- MATERIAL SUPPLIED
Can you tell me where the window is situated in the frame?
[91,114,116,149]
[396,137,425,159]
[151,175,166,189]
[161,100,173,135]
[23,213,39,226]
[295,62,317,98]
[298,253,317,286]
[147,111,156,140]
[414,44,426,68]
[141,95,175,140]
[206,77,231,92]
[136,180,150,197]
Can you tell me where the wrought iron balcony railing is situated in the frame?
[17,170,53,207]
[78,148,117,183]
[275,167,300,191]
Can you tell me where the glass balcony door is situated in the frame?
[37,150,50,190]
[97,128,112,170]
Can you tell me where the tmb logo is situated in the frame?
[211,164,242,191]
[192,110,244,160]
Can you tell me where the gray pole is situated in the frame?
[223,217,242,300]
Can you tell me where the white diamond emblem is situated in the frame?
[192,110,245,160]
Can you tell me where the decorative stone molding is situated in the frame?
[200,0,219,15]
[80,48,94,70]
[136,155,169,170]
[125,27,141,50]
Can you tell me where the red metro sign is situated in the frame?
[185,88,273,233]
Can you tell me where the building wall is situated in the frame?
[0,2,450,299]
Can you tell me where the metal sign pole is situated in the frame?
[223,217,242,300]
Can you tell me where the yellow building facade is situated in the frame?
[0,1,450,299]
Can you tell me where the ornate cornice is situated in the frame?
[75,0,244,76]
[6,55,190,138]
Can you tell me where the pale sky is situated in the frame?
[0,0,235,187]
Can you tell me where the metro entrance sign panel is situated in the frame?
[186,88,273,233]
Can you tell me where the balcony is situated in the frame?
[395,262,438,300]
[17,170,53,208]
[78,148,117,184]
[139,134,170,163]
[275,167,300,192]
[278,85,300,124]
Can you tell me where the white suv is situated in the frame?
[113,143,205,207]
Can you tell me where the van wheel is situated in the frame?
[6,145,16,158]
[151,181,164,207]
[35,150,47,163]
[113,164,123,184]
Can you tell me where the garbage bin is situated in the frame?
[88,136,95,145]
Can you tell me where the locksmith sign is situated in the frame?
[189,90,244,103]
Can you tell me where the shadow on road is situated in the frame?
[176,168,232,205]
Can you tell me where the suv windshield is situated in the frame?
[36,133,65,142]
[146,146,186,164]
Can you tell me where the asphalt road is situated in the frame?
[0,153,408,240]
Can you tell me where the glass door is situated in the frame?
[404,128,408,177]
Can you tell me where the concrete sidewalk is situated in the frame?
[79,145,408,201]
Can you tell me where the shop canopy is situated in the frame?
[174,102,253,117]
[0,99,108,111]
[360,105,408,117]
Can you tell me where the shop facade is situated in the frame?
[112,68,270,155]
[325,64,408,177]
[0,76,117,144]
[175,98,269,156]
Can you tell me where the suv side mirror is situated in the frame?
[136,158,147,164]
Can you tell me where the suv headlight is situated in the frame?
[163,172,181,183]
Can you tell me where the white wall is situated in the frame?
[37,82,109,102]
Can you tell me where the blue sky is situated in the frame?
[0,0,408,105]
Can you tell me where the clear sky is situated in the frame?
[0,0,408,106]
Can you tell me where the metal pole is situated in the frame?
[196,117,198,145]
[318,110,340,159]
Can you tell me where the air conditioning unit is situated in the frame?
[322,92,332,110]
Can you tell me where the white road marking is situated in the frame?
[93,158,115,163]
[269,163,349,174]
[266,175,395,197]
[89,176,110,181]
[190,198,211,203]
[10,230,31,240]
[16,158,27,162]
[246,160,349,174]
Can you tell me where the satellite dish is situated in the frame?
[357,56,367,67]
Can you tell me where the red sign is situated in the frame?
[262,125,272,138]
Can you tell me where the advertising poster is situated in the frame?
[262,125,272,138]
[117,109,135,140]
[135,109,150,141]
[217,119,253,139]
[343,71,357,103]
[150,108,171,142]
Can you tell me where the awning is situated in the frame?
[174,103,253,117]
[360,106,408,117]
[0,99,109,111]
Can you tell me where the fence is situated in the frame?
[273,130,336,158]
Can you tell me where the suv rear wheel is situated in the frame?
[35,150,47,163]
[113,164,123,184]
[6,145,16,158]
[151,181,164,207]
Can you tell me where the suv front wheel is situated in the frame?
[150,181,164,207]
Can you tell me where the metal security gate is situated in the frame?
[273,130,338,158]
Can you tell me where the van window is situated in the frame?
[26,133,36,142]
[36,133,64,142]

- WHAT IS NEEDED
Copy the lines from the one containing "Can you tell me where the awning" through the one containing "[273,130,338,158]", both included, without changing anything.

- TASK OUTPUT
Can you tell me where the awning is situated in the frame?
[174,103,253,117]
[360,106,408,117]
[0,99,109,111]
Can you tell me where the fence is situated in the frame?
[273,130,336,158]
Can you tell me where the suv rear wheel is situated in the frame?
[35,150,47,163]
[113,164,123,184]
[6,145,16,158]
[151,181,164,207]
Can you tell me where the suv front wheel is situated in the frame?
[150,181,164,207]
Can you tell me where the metal security gate is situated in the frame?
[273,130,338,158]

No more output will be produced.